** Problems to work on **
a – In the sprinkler systems text, reproduce the passage starting with "Sprinkler systems are" and going on through "spreading and growing.", substituting "fire brigade" for "fire department".
b – Quote every sentence in the sprinkler systems text that contains the word "fire".

** Extract to read **
========

Protect your property with a full Obstruction Investigation of your sprinkler systems.

Sprinkler systems are the most effective way to prevent major property loss due to a fire. When designed properly, they are able to control the fire long enough for manual intervention by the fire department. However, sprinkler systems will only be effective if water is able to reach the open sprinkler heads that have activated due to a fire. If there are obstructions that are large enough to inhibit water from reaching the open sprinkler head, they will be unable to contain the fire from spreading and growing.

Every 5 years, sprinkler systems should be internally inspected to assess the internal condition of the sprinkler piping. When significant foreign organic or nonorganic material is found to obstruct pipes or sprinklers, then an Obstruction Investigation should be conducted.

========

** Provided information **
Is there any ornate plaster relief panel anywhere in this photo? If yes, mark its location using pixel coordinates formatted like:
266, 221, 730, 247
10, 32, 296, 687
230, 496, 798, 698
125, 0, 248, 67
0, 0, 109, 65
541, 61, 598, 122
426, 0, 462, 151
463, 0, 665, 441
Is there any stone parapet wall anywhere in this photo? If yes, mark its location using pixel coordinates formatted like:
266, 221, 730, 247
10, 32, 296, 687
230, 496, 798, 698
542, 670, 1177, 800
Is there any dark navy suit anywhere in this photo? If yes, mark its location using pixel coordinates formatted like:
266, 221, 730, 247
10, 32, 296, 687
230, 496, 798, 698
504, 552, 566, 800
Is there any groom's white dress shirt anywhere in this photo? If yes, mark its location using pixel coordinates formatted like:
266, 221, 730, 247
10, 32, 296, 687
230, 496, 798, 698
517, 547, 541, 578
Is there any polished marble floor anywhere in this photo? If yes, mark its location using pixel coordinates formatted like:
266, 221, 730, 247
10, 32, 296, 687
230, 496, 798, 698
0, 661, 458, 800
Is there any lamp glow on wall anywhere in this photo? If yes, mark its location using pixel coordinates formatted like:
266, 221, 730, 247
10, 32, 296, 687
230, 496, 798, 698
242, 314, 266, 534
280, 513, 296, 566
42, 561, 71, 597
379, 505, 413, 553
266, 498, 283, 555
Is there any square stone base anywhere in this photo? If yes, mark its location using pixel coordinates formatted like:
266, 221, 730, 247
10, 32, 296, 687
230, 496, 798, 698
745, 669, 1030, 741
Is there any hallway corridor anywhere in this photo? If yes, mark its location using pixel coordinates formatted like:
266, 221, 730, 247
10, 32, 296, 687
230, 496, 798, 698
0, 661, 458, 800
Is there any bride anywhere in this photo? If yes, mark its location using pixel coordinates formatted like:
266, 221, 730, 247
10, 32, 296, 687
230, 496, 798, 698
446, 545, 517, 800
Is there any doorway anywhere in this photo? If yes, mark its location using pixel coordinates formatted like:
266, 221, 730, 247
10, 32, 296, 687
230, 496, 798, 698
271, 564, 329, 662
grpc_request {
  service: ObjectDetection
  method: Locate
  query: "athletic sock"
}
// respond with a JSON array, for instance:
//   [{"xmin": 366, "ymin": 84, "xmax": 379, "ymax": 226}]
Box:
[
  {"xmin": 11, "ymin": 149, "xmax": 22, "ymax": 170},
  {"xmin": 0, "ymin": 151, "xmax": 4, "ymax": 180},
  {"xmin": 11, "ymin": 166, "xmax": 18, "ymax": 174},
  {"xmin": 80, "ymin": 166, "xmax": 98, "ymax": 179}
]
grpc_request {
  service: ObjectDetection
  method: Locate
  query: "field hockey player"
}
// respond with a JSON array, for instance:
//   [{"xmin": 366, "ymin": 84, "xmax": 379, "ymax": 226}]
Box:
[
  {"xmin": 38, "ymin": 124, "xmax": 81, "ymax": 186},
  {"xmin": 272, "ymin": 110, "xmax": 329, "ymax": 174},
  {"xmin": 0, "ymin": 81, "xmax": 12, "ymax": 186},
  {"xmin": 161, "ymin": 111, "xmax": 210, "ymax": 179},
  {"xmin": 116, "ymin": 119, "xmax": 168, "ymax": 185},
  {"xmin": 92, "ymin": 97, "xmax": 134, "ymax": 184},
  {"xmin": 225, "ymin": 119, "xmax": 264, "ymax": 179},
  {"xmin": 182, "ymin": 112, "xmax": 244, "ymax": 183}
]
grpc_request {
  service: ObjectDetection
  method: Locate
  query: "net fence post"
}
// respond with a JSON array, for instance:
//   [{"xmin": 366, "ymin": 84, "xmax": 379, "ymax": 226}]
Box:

========

** Set of answers **
a –
Sprinkler systems are the most effective way to prevent major property loss due to a fire. When designed properly, they are able to control the fire long enough for manual intervention by the fire brigade. However, sprinkler systems will only be effective if water is able to reach the open sprinkler heads that have activated due to a fire. If there are obstructions that are large enough to inhibit water from reaching the open sprinkler head, they will be unable to contain the fire from spreading and growing.

b –
Sprinkler systems are the most effective way to prevent major property loss due to a fire.
When designed properly, they are able to control the fire long enough for manual intervention by the fire department.
However, sprinkler systems will only be effective if water is able to reach the open sprinkler heads that have activated due to a fire.
If there are obstructions that are large enough to inhibit water from reaching the open sprinkler head, they will be unable to contain the fire from spreading and growing.